*TASK BRIEF*. All entries are to be given again verbatim.
[START EXERCISE MATERIALS]
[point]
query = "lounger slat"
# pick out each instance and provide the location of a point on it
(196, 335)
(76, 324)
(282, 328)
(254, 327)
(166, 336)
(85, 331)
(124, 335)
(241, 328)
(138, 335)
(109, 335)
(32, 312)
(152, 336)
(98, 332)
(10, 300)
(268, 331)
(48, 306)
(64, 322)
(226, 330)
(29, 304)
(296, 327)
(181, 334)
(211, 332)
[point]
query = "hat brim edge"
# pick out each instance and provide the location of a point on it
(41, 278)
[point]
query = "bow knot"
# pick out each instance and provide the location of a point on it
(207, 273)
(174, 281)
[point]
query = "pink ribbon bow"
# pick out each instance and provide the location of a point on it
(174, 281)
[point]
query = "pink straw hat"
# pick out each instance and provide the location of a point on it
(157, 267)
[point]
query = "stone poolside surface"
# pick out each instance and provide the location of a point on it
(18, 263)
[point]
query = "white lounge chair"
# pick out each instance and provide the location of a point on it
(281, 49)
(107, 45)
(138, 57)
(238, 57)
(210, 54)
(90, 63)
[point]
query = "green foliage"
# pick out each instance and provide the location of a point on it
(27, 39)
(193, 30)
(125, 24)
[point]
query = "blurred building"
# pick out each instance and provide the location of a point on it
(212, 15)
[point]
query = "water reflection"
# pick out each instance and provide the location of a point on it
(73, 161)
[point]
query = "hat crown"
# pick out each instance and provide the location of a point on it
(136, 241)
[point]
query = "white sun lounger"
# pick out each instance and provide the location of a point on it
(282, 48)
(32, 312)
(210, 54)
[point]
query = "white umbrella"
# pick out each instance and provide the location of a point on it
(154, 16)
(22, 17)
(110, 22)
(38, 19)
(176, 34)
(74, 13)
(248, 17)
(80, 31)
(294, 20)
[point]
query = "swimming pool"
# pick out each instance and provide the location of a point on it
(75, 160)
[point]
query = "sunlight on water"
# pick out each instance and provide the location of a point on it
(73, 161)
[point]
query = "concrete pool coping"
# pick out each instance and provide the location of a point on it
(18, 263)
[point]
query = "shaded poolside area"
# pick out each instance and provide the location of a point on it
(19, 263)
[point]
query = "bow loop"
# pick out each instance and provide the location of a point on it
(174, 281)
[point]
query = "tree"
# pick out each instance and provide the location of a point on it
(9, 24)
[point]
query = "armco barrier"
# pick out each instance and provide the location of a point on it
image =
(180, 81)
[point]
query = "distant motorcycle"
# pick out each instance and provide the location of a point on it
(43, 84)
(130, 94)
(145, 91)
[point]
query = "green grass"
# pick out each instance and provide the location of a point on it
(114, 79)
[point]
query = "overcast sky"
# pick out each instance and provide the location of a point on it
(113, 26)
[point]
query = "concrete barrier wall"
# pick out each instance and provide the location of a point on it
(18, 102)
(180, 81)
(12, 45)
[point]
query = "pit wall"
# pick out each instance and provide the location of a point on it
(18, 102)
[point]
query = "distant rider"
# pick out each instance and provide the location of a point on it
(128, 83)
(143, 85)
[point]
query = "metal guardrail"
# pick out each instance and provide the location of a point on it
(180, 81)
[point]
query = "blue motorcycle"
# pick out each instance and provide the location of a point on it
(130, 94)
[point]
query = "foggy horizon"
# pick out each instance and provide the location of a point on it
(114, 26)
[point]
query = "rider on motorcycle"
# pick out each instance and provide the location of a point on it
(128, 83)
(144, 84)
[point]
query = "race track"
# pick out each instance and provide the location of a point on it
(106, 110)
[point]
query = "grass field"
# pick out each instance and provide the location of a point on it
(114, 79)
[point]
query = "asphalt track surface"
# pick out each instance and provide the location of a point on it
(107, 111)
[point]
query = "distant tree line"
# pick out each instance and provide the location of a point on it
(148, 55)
[END EXERCISE MATERIALS]
*ANSWER TO THE PROBLEM*.
[point]
query = "lounger slat"
# pick out each instance and provide the location of a point on it
(196, 335)
(76, 324)
(282, 328)
(254, 327)
(166, 336)
(85, 331)
(124, 335)
(241, 328)
(138, 335)
(109, 335)
(32, 312)
(152, 336)
(98, 332)
(10, 300)
(268, 331)
(48, 306)
(64, 322)
(226, 330)
(29, 304)
(296, 327)
(181, 334)
(211, 332)
[point]
query = "hat brim edge"
# pick out each instance and provide the location of a point on it
(41, 278)
[point]
query = "bow knot"
# pick out each instance and provide the location of a point on it
(207, 273)
(174, 281)
[point]
query = "pink ribbon bow"
# pick out each instance and provide the location of a point on it
(174, 281)
[point]
query = "pink straw hat"
# pick out each instance and provide the location of a point on it
(157, 267)
[point]
query = "stone poolside surface"
# pick out each instance and provide the location of a point on it
(18, 263)
[point]
query = "white lounge chair"
# pick out each instance and provide the location of a point on it
(281, 49)
(107, 45)
(138, 57)
(238, 57)
(210, 54)
(90, 63)
[point]
query = "green foliage"
# pick out each instance and provide the location of a point on it
(27, 39)
(193, 30)
(125, 24)
[point]
query = "blurred building"
# pick out each instance and provide the location of a point on it
(212, 15)
[point]
query = "water reflection"
# pick out each instance and provide the location of a point on it
(73, 161)
[point]
query = "hat crown"
# pick out each instance and provide the location of a point on it
(136, 241)
[point]
query = "white sun lounger"
# pick out each instance and provide the location of a point on it
(282, 48)
(32, 312)
(210, 54)
[point]
query = "white umbrella"
# pick out each instance and provide the location of a point on it
(154, 16)
(22, 17)
(110, 22)
(38, 19)
(176, 34)
(74, 13)
(248, 17)
(80, 31)
(294, 20)
[point]
query = "swimming pool"
# pick out each instance and provide the location of a point on it
(75, 160)
[point]
query = "sunlight on water"
# pick out each instance and provide the location of a point on it
(73, 161)
[point]
query = "concrete pool coping"
# pick out each instance and provide the location of a point on it
(18, 263)
[point]
query = "shaded poolside area"
# pick out each instance and provide the location of a point on it
(19, 263)
[point]
query = "bow loop"
# pick out each instance and provide the location of a point on it
(174, 281)
[point]
query = "tree"
# pick out each instance and provide the location of a point on it
(9, 24)
[point]
query = "armco barrier"
# pick out each instance and provide the location of a point on it
image =
(180, 81)
[point]
query = "distant motorcycle"
# pick out each instance and provide the location of a point on it
(43, 84)
(130, 94)
(145, 91)
[point]
query = "green grass"
# pick out each instance and provide the location of a point on it
(114, 79)
[point]
query = "overcast sky"
# pick out each instance and provide the location of a point on it
(113, 26)
[point]
query = "concrete barrier wall"
# pick out each instance and provide the location of a point on it
(18, 102)
(180, 81)
(12, 45)
[point]
query = "pit wall"
# pick out each instance and provide the location of a point on it
(18, 102)
[point]
query = "distant rider"
# pick out each instance and provide the location of a point on it
(128, 83)
(143, 85)
[point]
query = "metal guardrail"
# pick out each instance and provide the location of a point on it
(180, 81)
[point]
query = "blue motorcycle"
# pick out each instance and provide the location of a point on it
(130, 94)
[point]
query = "foggy horizon"
# pick out each instance and provide the location of a point on it
(114, 26)
[point]
query = "rider on motorcycle"
# pick out each instance and provide the location of a point on it
(128, 83)
(144, 84)
[point]
query = "race track"
# pick out each instance and provide the location of a point on it
(106, 110)
[point]
query = "grass field"
# pick out each instance and provide the location of a point on it
(114, 79)
[point]
query = "asphalt track surface"
# pick out each instance and provide the location of a point on it
(107, 111)
[point]
query = "distant tree line"
# pick out each instance and provide the location of a point on it
(148, 55)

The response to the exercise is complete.